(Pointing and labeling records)
════════════════

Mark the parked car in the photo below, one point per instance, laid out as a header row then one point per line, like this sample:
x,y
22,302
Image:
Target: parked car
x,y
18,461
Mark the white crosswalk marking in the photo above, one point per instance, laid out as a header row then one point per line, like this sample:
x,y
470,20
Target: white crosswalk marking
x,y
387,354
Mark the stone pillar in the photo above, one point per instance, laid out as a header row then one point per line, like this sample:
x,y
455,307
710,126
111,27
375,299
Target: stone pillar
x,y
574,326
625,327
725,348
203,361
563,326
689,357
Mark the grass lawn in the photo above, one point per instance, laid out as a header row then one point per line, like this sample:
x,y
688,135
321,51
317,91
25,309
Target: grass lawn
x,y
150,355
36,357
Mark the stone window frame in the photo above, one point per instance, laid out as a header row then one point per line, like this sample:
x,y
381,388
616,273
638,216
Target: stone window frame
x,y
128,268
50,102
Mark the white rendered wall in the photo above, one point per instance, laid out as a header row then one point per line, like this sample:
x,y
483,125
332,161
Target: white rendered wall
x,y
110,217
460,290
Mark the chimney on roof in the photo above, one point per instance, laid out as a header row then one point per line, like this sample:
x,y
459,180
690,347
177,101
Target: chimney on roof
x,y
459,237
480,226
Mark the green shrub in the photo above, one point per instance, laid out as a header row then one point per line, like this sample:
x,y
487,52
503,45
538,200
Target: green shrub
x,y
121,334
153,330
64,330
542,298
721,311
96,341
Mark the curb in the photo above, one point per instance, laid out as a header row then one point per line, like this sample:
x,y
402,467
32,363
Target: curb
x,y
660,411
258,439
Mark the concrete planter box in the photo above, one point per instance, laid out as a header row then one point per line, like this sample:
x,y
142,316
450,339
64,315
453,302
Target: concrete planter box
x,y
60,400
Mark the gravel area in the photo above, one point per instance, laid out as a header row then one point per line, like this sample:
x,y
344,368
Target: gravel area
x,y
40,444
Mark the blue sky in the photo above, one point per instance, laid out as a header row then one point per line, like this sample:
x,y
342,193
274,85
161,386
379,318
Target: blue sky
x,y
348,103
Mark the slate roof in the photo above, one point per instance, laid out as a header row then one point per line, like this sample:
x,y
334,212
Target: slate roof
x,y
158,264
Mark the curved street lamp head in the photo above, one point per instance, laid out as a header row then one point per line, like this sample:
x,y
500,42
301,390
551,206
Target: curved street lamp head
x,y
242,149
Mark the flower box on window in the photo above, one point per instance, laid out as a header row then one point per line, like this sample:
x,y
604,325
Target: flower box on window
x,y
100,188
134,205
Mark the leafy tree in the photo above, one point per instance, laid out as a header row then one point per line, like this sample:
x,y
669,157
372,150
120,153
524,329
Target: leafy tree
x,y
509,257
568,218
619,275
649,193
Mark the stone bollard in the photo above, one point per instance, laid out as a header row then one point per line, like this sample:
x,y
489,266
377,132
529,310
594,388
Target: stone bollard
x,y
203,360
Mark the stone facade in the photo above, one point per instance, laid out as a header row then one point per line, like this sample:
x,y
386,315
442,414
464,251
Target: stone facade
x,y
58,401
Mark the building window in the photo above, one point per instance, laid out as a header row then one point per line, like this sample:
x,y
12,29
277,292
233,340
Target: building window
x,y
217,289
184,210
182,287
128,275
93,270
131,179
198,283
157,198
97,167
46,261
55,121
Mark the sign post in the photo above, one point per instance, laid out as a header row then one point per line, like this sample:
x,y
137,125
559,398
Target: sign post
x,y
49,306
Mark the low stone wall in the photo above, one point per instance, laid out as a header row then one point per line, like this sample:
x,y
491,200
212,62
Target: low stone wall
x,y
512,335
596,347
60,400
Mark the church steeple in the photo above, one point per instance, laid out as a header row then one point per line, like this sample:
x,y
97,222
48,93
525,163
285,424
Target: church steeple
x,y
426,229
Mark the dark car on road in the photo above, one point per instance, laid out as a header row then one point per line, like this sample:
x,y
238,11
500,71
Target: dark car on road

════════════════

Rewrite every line of the records from the line containing "Mark the low" through the end of the records, inclusive. Shift each answer coordinate by adding 19 to it, and leave all other lines unchanged.

▸ Response to the exercise:
Mark the low stone wall in the photo above, one point per instance, laid out as a header row then one point per line, like this sample:
x,y
491,200
212,62
Target: low stone wall
x,y
531,354
615,366
79,419
Mark the church steeple in the photo above, one point per instance, laid out as a header row then one point per line, like this sample:
x,y
97,222
48,93
525,163
285,424
Target: church steeple
x,y
445,248
Mark the dark car on road in the photo above, one point per instance, laid out as a header row then one point per line, like this sample:
x,y
238,11
500,71
Target: dark car on road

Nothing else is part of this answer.